[Start Excerpted records]

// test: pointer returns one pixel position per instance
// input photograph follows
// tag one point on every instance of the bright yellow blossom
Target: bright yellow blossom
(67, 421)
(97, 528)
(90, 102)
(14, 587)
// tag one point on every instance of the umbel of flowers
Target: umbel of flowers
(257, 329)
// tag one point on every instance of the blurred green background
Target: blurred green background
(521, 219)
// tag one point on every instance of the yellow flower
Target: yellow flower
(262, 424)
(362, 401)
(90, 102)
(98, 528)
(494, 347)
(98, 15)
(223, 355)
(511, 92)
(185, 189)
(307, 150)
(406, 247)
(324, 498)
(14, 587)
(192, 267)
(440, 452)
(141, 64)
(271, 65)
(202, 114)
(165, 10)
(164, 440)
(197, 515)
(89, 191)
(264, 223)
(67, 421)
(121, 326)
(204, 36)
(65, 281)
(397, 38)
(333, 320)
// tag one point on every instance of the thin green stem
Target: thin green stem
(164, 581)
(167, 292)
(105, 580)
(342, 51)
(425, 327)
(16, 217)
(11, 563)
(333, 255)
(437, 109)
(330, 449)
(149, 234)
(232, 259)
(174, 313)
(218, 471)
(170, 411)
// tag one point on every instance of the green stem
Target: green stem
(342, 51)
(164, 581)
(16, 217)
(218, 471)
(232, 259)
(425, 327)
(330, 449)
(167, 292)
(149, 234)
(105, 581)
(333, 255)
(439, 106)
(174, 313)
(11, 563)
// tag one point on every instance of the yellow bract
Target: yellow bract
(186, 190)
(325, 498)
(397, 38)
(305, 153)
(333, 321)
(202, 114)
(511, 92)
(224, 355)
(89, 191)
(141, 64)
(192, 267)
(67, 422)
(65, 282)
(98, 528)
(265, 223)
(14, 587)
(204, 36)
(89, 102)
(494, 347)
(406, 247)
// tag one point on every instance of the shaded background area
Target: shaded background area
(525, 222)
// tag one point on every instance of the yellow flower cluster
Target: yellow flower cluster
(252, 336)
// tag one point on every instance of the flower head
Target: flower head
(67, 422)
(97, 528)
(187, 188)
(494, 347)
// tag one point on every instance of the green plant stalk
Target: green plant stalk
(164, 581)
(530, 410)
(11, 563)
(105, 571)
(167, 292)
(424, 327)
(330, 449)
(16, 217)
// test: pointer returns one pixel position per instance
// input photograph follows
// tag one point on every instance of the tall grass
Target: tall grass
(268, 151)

[End Excerpted records]

• **Exercise brief**:
Please rewrite the stretch of rows from the line containing "the yellow bract" through the last row, keeping every line including the requests, and move each point coordinate in the answers by -66.

• **Exercise solution**:
// tag one point on every instance of the yellow bract
Target: yellow bract
(120, 124)
(259, 432)
(331, -28)
(239, 87)
(267, 255)
(136, 48)
(445, 26)
(158, 289)
(23, 125)
(75, -2)
(126, 201)
(1, 356)
(-1, 216)
(32, 462)
(199, 157)
(-52, 521)
(138, -30)
(23, 36)
(428, 281)
(340, 181)
// tag one point on every instance of the shaded background area
Target: shaded background area
(459, 156)
// tag one point on every instance of the yellow flower cluster
Target: yellow flower cluster
(186, 270)
// tag one point on every instance of the flower head
Target: flower head
(1, 356)
(31, 462)
(121, 122)
(428, 281)
// tag one point on every instance of the green plant stalk
Target: green plant stalk
(98, 515)
(464, 344)
(-55, 497)
(39, 505)
(101, 226)
(358, 261)
(264, 383)
(-50, 151)
// test: pointer returns one pixel position per instance
// input photograph follows
// tag one point on every instance of the tall grass
Target: tall grass
(202, 85)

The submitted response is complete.